What the task asks
When you reach the line containing "request | place a dot on the white door" in the data below, begin returning lines exactly as written, and stop once the line containing "request | place a dot on the ceiling" has been returned.

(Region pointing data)
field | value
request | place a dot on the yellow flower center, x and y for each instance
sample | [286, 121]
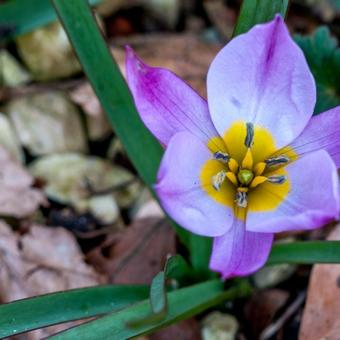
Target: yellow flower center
[243, 173]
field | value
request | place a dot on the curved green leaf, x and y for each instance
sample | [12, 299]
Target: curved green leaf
[305, 252]
[19, 17]
[258, 11]
[45, 310]
[182, 304]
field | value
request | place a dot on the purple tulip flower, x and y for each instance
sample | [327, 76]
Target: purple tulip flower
[250, 161]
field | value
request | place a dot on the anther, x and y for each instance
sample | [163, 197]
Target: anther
[233, 165]
[250, 135]
[221, 156]
[277, 179]
[241, 199]
[277, 160]
[245, 176]
[259, 168]
[232, 177]
[248, 162]
[257, 181]
[218, 179]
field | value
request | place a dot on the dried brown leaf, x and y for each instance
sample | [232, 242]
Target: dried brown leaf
[138, 253]
[27, 271]
[322, 310]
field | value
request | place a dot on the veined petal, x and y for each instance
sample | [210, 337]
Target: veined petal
[239, 252]
[322, 132]
[180, 191]
[313, 199]
[166, 104]
[262, 77]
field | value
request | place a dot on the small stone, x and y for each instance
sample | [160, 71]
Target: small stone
[105, 208]
[11, 72]
[273, 275]
[9, 140]
[219, 326]
[75, 179]
[47, 52]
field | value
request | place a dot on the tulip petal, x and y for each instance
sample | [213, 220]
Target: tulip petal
[262, 77]
[239, 252]
[180, 192]
[322, 132]
[313, 199]
[166, 104]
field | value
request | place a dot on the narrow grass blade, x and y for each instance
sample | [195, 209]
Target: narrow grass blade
[45, 310]
[183, 304]
[22, 16]
[258, 11]
[305, 252]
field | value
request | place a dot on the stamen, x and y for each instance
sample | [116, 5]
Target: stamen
[259, 168]
[245, 176]
[233, 165]
[221, 156]
[277, 160]
[241, 199]
[232, 177]
[248, 162]
[257, 181]
[277, 179]
[218, 179]
[250, 135]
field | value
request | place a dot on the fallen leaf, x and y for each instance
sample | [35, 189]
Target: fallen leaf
[76, 179]
[17, 198]
[137, 254]
[322, 310]
[184, 330]
[27, 271]
[262, 307]
[96, 121]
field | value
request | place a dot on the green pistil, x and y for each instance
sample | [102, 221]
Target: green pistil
[245, 176]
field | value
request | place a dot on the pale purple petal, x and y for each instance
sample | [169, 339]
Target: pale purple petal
[322, 132]
[239, 252]
[262, 77]
[180, 192]
[166, 104]
[312, 201]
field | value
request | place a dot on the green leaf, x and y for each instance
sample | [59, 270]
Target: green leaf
[307, 252]
[200, 251]
[20, 16]
[323, 57]
[258, 11]
[177, 268]
[103, 73]
[182, 304]
[158, 296]
[45, 310]
[110, 87]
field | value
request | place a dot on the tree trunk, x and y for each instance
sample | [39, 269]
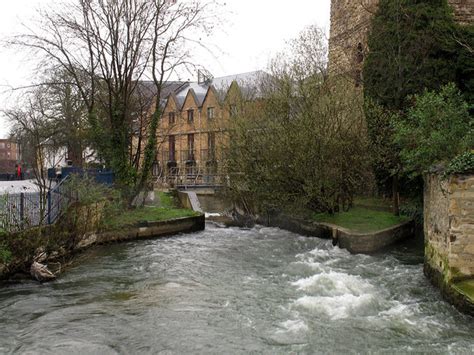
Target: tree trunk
[395, 195]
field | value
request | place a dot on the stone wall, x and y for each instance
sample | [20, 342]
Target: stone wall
[350, 23]
[449, 227]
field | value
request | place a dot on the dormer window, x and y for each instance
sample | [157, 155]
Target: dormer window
[210, 113]
[172, 117]
[233, 110]
[190, 116]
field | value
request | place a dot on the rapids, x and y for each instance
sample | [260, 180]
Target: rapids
[226, 291]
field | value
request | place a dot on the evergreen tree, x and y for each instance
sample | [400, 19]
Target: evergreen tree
[416, 45]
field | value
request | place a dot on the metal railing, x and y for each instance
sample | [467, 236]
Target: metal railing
[191, 176]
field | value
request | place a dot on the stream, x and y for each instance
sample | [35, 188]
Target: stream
[227, 291]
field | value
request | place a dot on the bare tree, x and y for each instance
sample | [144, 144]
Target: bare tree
[113, 45]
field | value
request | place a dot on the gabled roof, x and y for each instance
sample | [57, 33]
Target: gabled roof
[199, 92]
[248, 83]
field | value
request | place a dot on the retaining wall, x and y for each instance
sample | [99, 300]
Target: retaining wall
[449, 234]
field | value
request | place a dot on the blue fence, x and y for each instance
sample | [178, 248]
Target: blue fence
[105, 177]
[20, 211]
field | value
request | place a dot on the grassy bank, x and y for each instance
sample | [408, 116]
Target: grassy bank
[166, 208]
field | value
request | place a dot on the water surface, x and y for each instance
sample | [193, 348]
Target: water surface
[226, 291]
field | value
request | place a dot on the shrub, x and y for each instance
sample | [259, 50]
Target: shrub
[437, 128]
[462, 164]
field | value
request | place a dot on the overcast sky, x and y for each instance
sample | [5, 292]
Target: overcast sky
[254, 31]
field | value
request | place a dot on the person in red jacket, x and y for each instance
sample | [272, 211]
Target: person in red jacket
[18, 172]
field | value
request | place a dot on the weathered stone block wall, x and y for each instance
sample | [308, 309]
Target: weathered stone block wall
[350, 23]
[449, 226]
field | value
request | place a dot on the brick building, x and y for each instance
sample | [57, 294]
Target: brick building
[9, 156]
[192, 135]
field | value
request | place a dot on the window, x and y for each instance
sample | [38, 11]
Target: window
[172, 117]
[211, 145]
[190, 153]
[172, 148]
[233, 110]
[190, 116]
[210, 113]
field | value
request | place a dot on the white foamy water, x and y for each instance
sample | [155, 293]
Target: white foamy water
[233, 291]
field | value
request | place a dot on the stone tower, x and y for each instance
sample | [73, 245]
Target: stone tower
[350, 22]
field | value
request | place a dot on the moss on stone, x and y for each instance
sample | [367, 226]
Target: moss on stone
[465, 287]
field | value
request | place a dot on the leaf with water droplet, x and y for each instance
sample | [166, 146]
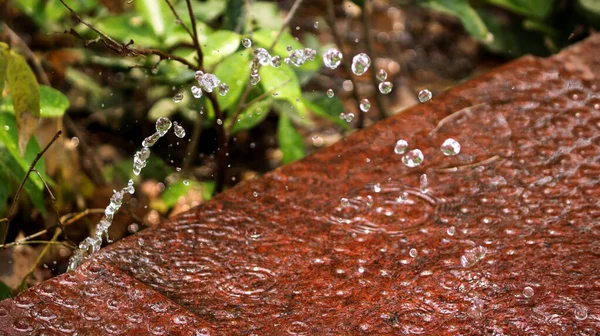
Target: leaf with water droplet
[25, 93]
[290, 141]
[251, 116]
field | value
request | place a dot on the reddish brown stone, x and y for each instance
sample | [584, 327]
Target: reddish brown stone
[282, 255]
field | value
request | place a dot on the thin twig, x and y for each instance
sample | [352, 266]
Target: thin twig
[287, 20]
[13, 206]
[367, 12]
[68, 220]
[195, 35]
[469, 166]
[452, 116]
[345, 65]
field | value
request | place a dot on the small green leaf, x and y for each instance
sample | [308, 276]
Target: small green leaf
[283, 83]
[233, 71]
[53, 102]
[538, 9]
[328, 108]
[154, 12]
[25, 92]
[290, 141]
[252, 116]
[465, 13]
[5, 291]
[219, 45]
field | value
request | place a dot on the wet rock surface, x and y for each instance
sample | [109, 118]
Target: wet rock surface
[505, 241]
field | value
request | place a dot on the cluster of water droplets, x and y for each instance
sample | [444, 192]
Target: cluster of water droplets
[92, 244]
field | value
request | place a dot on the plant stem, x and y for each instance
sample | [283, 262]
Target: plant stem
[13, 206]
[345, 65]
[366, 16]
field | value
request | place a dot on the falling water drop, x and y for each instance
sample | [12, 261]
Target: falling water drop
[424, 183]
[360, 64]
[178, 130]
[401, 147]
[385, 87]
[332, 58]
[413, 158]
[223, 89]
[365, 105]
[424, 96]
[178, 98]
[450, 147]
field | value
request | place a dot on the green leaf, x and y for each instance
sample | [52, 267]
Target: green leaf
[5, 291]
[290, 141]
[234, 71]
[153, 12]
[252, 116]
[25, 92]
[53, 102]
[465, 13]
[283, 83]
[3, 61]
[17, 165]
[325, 107]
[219, 45]
[531, 8]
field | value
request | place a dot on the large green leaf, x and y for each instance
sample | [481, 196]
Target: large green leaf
[290, 141]
[465, 13]
[234, 71]
[252, 116]
[154, 12]
[530, 8]
[219, 45]
[283, 83]
[25, 93]
[328, 108]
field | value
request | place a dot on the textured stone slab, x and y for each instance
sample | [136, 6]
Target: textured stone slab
[344, 242]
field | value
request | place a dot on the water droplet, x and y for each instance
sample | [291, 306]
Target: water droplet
[413, 158]
[208, 82]
[473, 256]
[360, 64]
[223, 89]
[263, 56]
[196, 91]
[365, 105]
[425, 95]
[450, 147]
[528, 292]
[178, 98]
[580, 313]
[401, 147]
[276, 61]
[424, 183]
[385, 87]
[317, 141]
[178, 130]
[247, 43]
[163, 125]
[332, 58]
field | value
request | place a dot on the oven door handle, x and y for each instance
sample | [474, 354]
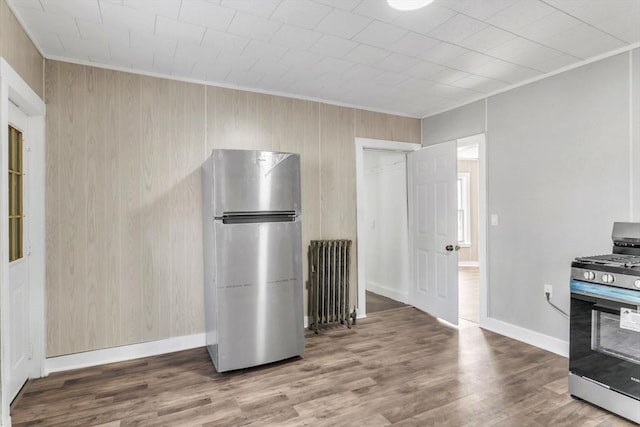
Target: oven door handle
[607, 309]
[603, 292]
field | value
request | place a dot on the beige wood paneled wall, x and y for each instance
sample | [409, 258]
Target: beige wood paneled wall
[19, 51]
[124, 246]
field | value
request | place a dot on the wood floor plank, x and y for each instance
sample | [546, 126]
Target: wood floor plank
[399, 367]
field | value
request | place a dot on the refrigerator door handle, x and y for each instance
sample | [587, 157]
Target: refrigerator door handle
[256, 217]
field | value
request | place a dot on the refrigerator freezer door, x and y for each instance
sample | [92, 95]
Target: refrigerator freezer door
[250, 181]
[259, 293]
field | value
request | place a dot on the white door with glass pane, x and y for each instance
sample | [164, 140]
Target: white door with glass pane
[19, 351]
[433, 230]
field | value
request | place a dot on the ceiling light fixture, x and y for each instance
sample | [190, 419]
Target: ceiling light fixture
[408, 4]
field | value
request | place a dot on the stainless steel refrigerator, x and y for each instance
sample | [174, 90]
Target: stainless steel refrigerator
[252, 257]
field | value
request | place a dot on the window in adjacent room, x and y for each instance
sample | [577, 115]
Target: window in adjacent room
[16, 214]
[464, 222]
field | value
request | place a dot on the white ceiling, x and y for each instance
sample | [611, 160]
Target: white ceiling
[354, 52]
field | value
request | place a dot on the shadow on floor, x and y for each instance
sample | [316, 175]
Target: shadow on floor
[376, 303]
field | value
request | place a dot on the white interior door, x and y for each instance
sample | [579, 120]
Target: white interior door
[433, 230]
[20, 357]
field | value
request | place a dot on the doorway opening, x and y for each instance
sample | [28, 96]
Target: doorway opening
[469, 300]
[465, 296]
[387, 266]
[383, 257]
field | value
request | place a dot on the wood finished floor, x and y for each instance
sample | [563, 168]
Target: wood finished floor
[398, 367]
[469, 293]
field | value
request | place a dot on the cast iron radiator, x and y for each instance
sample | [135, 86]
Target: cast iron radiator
[329, 262]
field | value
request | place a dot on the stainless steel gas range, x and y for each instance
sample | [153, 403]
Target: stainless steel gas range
[604, 354]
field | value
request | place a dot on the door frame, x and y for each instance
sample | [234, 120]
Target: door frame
[15, 90]
[482, 225]
[361, 145]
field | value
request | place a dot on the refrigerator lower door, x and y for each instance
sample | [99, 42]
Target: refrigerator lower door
[259, 293]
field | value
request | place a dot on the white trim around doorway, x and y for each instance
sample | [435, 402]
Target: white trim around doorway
[361, 145]
[15, 90]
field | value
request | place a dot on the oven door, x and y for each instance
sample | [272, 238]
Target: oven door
[605, 336]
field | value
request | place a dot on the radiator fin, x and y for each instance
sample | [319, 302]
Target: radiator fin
[329, 262]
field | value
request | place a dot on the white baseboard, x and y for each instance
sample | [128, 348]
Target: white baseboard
[394, 294]
[468, 264]
[528, 336]
[125, 352]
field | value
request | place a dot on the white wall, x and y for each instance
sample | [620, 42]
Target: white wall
[387, 255]
[558, 174]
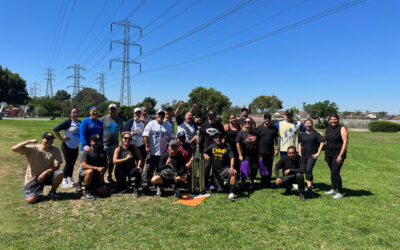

Answer
request | place a dot on the white door with glass pane, x and y for each instance
sample | [164, 140]
Target: white door with glass pane
[19, 351]
[433, 230]
field | value
request | place a dot on the ceiling light fixture, x and y for each instance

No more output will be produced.